Excerpted text
────────────────────

What are you listening to?

[Pink Floyd "Money" expurgated version]

It's a travesty to cut David Gilmour's guitar solo out of that track, IMO one of his two best ever.

Here it is restored, three verses worth. Begins at 3:06, lays low second time through, then triumphantly returns at 4:31 and finally brings the theme home at 5:01. Absolutely masterful even after hearing it ten thousand times.




This is Gilmour's other best solo, 1:28 to 1:44 just for a teaser, then all stops pulled out at 2:59 where outstanding use of glissando takes over the track for the duration

 
ff to :45 where it begins. I was fortunate enough to visit the Musical Wonder House in Wiscasset, Maine, which had a large number of these music boxes. The owner gave us the tour and he knew everything about them, repaired them, too. Unbelievable to hear these in the same room with you.

Outstanding post, thank you. :clap2:

I visited a musical instrument museum in northern Michigan where they had piano rolls 'recorded' by people before high fidelity recording was developed -- these rolls would copy all the intonations of the player who made them. We watched a player piano play a composition as played by George Gershwin himself, live, which is pretty remarkable since he died in 1937.
Wow! I never knew they could do that! I love anything that winds up--clocks, music boxes, automatons. They've always fascinated me.

────────────────────

(Stored data entries)
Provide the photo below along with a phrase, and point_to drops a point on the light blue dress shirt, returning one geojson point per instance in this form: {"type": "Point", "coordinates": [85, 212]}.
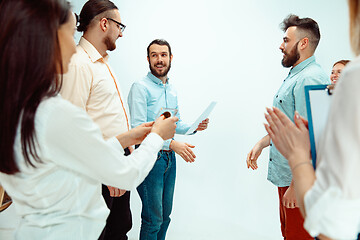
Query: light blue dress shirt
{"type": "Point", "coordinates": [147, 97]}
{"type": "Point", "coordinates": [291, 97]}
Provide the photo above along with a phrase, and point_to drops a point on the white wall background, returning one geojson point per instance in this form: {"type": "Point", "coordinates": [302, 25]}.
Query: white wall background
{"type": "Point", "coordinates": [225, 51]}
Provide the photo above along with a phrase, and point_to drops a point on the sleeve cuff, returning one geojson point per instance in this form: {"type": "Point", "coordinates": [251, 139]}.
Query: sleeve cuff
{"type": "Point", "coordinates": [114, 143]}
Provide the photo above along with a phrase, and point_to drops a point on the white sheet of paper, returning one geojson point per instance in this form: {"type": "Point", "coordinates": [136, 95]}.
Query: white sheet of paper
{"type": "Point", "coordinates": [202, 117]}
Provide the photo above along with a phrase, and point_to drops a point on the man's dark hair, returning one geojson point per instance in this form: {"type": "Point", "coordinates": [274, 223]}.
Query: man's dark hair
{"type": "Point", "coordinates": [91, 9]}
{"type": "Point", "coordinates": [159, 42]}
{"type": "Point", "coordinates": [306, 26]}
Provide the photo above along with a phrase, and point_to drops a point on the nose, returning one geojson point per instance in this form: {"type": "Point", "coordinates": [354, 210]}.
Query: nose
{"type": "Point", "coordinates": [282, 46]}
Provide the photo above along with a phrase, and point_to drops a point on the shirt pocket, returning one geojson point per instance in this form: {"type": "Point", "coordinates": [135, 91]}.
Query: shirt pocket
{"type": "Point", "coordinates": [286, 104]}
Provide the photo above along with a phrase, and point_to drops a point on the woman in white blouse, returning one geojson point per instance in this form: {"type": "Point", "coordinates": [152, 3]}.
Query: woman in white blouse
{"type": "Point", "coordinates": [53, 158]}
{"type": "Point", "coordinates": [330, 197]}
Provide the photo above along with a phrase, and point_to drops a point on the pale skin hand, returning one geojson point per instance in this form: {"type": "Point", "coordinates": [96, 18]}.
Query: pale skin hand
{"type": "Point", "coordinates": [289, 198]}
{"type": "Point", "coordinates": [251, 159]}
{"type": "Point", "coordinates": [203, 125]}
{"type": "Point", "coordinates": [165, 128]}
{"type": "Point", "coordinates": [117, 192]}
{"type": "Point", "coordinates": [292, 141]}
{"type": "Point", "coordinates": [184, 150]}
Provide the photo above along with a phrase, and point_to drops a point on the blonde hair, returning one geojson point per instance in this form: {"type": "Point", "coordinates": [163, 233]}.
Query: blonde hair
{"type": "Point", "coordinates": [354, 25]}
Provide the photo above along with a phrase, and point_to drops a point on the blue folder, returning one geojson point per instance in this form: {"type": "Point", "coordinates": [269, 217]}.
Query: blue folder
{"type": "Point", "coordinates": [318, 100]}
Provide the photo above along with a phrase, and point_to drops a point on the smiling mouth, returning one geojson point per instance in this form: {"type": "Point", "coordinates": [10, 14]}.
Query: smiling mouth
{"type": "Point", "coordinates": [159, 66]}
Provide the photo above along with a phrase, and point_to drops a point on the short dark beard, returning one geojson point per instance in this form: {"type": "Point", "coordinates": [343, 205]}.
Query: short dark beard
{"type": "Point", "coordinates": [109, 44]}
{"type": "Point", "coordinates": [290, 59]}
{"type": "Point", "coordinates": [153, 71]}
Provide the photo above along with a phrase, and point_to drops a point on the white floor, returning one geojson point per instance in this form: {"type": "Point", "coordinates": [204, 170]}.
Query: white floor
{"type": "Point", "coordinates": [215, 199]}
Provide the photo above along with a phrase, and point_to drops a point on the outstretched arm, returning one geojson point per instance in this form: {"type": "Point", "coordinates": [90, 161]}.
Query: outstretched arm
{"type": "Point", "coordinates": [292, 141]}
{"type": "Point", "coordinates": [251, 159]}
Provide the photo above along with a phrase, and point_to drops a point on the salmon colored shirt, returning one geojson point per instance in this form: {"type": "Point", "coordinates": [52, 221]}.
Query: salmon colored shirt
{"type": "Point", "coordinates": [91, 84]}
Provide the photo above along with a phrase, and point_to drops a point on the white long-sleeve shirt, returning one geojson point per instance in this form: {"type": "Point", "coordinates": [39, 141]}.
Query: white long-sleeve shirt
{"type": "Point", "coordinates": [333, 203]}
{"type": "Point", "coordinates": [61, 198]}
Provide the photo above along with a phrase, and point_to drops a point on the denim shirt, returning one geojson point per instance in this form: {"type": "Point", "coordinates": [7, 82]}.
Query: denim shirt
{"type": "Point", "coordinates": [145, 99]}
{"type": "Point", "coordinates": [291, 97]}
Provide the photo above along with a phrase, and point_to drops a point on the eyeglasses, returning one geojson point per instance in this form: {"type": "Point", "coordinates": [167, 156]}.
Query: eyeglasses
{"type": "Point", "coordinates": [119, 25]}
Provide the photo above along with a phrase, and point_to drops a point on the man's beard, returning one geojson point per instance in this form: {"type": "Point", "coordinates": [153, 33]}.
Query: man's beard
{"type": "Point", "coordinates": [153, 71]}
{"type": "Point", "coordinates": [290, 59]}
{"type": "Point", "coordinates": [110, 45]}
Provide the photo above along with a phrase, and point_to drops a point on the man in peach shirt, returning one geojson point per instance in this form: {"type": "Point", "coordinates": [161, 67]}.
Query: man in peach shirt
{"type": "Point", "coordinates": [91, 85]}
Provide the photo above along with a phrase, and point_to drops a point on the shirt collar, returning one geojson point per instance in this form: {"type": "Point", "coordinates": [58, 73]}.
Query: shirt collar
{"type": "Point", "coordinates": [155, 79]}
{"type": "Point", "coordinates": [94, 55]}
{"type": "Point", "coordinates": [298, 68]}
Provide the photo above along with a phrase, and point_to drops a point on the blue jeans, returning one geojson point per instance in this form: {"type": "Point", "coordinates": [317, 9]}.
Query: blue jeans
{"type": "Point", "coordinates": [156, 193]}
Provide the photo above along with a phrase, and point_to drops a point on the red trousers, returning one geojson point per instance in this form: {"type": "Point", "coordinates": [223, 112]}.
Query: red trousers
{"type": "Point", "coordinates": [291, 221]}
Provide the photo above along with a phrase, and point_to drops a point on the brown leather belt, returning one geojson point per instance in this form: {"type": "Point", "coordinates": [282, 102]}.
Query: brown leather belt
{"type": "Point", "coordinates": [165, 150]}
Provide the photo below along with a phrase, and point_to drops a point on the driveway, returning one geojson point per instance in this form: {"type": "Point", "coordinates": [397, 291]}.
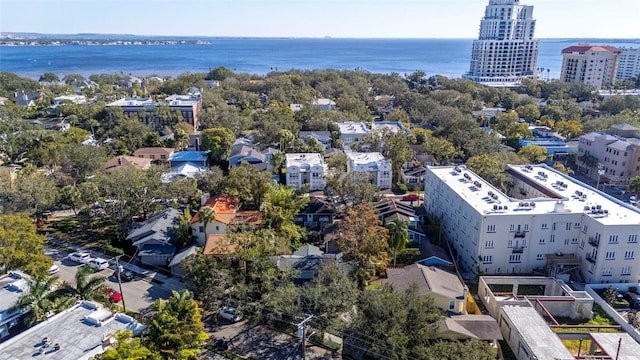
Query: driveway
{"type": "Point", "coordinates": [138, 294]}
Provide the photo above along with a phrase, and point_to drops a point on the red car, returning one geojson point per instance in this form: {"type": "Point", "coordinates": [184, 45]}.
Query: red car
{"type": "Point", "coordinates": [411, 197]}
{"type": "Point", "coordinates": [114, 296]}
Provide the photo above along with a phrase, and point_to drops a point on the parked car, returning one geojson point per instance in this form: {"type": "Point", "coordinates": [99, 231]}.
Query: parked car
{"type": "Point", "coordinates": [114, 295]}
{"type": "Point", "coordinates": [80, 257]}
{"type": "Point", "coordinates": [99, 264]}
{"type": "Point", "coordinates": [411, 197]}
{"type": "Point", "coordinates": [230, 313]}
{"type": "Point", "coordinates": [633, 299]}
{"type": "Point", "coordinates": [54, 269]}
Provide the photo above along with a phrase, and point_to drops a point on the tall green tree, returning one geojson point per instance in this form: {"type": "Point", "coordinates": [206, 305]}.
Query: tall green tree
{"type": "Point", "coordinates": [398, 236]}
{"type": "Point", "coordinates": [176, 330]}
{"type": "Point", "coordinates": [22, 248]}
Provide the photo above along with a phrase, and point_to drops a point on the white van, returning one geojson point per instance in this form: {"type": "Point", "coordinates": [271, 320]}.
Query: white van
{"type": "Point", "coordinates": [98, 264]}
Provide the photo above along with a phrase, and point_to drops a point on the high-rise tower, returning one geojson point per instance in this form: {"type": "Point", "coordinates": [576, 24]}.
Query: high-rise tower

────────────────────

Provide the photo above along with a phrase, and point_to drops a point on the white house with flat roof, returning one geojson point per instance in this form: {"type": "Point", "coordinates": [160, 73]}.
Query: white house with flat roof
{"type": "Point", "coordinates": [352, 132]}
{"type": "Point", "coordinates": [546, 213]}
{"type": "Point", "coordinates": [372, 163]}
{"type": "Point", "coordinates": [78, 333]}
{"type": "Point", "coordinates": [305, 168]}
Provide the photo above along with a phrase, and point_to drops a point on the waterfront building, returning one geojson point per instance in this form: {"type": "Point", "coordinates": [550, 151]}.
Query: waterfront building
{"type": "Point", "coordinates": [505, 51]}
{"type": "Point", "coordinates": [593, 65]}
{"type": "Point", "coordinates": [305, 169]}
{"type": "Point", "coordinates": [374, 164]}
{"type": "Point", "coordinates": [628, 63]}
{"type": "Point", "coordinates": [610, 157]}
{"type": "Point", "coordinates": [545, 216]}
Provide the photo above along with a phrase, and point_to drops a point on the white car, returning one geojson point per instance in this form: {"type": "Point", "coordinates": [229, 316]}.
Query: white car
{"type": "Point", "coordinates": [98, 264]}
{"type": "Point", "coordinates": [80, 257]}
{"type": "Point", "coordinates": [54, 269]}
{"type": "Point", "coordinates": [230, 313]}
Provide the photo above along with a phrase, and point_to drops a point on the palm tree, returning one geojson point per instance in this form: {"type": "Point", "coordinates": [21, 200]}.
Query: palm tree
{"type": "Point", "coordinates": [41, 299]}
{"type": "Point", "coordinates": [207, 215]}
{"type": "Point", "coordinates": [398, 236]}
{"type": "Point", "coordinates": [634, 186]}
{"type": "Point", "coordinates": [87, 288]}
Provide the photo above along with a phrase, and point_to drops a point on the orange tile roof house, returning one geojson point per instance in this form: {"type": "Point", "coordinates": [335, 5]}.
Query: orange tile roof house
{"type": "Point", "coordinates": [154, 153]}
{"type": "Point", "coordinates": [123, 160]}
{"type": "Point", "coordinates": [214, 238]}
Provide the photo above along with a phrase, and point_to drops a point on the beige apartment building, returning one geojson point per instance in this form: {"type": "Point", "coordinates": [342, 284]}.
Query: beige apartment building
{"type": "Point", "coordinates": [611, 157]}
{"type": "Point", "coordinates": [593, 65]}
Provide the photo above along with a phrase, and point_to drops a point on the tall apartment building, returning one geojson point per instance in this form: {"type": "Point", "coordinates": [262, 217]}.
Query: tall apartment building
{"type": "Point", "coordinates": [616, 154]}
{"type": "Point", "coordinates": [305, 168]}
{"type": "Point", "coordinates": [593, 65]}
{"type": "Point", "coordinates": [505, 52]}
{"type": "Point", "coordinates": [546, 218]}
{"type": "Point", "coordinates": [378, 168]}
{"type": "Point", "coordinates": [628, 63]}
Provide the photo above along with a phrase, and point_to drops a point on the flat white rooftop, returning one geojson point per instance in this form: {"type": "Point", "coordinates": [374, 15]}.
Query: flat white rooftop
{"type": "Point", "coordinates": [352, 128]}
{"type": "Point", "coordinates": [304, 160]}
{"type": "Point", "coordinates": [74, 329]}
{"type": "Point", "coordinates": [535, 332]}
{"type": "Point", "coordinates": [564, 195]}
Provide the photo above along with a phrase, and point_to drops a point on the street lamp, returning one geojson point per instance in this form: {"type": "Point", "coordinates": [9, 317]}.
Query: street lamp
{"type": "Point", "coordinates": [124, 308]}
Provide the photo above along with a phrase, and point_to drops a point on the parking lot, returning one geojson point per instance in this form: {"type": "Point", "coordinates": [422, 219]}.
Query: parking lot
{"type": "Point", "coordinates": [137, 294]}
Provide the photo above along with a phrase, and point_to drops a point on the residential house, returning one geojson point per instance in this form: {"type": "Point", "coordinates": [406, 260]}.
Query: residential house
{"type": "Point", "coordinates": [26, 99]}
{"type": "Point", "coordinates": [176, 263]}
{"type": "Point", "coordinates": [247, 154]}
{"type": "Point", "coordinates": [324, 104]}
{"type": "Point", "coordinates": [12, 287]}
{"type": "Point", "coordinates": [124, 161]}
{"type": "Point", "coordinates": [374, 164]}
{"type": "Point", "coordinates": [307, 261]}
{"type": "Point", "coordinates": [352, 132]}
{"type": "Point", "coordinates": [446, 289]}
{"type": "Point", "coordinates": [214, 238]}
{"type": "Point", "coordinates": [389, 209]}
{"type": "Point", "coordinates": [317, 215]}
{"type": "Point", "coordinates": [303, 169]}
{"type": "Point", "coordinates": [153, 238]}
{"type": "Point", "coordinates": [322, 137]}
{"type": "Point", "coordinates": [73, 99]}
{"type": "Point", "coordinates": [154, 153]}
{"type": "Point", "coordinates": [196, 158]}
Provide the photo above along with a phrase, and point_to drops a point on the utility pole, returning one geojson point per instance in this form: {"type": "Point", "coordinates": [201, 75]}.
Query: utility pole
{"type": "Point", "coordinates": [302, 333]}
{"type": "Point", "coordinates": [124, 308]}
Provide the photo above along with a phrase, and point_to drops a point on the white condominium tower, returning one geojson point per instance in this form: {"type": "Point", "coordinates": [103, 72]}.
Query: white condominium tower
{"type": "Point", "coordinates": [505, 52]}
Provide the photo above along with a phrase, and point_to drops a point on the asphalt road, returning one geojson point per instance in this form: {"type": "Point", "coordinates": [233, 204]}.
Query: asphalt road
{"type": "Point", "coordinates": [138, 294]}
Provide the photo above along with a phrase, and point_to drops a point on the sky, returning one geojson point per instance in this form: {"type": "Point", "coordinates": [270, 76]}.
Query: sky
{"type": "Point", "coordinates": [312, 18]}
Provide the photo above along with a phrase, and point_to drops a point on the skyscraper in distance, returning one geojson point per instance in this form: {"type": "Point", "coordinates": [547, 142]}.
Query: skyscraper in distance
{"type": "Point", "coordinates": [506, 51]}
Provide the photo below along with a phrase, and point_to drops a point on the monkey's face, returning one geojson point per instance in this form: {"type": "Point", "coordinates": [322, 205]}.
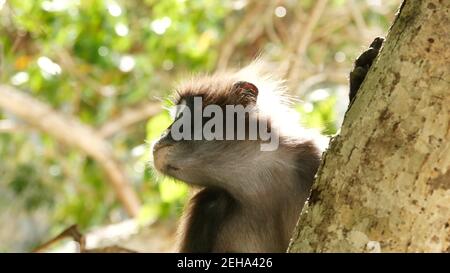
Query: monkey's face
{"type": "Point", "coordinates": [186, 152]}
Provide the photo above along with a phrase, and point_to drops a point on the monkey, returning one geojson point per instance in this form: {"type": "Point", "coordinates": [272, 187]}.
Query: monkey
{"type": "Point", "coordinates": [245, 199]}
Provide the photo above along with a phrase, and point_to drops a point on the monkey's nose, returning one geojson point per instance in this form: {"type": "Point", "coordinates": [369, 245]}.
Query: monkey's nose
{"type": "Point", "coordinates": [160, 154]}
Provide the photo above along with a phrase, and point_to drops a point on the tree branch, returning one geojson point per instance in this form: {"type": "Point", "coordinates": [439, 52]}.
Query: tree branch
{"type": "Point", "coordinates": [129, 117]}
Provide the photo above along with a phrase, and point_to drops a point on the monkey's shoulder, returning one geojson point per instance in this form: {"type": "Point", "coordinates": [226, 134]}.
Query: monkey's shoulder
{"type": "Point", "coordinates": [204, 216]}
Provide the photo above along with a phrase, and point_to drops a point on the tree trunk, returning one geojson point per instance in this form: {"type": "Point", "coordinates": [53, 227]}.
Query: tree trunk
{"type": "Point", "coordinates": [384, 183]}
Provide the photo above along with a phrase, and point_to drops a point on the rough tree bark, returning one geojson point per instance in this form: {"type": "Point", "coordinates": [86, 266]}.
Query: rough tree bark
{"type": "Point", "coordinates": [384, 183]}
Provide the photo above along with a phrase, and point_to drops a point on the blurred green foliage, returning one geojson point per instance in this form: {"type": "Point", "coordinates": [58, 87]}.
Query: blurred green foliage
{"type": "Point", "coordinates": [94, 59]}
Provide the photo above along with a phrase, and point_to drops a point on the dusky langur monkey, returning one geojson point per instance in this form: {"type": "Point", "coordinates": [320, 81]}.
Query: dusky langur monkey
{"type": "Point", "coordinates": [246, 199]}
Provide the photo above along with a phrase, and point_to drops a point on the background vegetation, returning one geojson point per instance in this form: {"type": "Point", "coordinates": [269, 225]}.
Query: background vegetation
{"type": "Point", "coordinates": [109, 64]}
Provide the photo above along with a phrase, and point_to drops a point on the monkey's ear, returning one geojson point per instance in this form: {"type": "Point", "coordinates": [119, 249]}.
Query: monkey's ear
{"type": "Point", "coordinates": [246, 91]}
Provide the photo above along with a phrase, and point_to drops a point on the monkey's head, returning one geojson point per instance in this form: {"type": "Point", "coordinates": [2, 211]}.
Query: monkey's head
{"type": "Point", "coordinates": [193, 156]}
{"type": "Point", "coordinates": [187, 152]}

────────────────────

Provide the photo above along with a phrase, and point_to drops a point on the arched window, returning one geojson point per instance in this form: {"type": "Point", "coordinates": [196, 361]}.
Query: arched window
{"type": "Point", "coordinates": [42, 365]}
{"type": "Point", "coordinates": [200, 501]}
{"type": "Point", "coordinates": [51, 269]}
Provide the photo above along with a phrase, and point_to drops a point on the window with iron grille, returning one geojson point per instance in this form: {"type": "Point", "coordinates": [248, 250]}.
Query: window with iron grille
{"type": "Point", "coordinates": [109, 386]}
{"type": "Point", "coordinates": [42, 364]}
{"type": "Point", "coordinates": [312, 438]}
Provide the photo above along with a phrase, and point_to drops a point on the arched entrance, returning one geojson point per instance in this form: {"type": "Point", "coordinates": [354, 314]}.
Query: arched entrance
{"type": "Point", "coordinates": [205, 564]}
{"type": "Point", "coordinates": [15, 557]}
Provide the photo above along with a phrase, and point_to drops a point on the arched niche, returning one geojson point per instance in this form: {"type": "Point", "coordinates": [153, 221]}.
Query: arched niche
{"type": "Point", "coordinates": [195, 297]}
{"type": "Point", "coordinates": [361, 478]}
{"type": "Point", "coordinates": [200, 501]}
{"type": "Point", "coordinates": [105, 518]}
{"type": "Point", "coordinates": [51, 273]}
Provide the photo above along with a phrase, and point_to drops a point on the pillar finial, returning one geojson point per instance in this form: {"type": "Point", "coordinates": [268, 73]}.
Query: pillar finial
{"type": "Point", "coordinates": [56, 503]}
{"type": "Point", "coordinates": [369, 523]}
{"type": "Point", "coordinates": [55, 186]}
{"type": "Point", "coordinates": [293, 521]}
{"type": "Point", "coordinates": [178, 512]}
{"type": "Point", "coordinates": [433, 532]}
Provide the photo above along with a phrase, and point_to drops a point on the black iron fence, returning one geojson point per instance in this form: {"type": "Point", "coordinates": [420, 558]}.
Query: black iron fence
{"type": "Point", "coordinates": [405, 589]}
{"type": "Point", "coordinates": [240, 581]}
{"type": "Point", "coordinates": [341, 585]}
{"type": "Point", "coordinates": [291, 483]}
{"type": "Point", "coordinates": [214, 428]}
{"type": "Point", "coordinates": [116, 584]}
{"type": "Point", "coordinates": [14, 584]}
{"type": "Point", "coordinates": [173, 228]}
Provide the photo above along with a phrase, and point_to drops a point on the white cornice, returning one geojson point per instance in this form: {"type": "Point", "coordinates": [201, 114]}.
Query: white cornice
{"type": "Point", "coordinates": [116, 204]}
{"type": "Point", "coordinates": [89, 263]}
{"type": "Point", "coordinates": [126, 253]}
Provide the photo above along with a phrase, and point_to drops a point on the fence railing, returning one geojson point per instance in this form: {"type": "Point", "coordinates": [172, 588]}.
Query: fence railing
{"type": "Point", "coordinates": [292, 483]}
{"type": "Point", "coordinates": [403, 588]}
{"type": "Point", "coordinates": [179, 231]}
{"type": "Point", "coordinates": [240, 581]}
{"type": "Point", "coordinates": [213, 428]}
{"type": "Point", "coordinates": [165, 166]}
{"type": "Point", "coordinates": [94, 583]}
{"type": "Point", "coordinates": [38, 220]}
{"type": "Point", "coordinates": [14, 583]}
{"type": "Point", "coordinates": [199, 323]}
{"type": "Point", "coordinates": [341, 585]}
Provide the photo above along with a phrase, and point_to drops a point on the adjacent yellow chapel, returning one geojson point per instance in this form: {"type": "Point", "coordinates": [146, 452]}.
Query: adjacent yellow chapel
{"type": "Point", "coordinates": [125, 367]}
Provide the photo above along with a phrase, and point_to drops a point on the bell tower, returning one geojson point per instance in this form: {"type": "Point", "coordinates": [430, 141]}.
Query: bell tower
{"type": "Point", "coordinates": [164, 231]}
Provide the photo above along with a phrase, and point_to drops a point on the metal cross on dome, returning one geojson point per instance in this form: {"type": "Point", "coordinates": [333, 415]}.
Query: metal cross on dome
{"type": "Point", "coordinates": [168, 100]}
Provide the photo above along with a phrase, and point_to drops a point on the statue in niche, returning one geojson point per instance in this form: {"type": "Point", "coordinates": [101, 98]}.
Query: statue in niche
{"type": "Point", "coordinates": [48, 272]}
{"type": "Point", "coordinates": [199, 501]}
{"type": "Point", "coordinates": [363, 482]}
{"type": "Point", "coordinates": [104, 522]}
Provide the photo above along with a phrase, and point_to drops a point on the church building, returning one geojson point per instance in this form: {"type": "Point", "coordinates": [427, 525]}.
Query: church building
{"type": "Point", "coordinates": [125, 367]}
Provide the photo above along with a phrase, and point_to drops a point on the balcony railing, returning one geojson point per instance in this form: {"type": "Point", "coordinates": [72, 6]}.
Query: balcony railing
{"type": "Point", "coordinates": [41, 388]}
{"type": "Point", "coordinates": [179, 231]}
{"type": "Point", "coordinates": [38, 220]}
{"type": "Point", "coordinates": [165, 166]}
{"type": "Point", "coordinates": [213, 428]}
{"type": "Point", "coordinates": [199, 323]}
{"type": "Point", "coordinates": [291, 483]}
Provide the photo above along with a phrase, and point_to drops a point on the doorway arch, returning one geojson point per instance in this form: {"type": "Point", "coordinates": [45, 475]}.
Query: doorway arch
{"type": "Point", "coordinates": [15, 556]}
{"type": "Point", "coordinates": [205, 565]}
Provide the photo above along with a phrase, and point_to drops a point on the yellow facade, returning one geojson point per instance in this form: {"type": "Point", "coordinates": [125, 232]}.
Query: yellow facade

────────────────────

Objectives
a. According to the music forum thread, in which town and state is the Musical Wonder House?
b. Write out the music forum thread word for word, from "Here it is restored, three" to "ten thousand times.".

Answers to the exercises
a. Wiscasset, Maine.

b.
Here it is restored, three verses worth. Begins at 3:06, lays low second time through, then triumphantly returns at 4:31 and finally brings the theme home at 5:01. Absolutely masterful even after hearing it ten thousand times.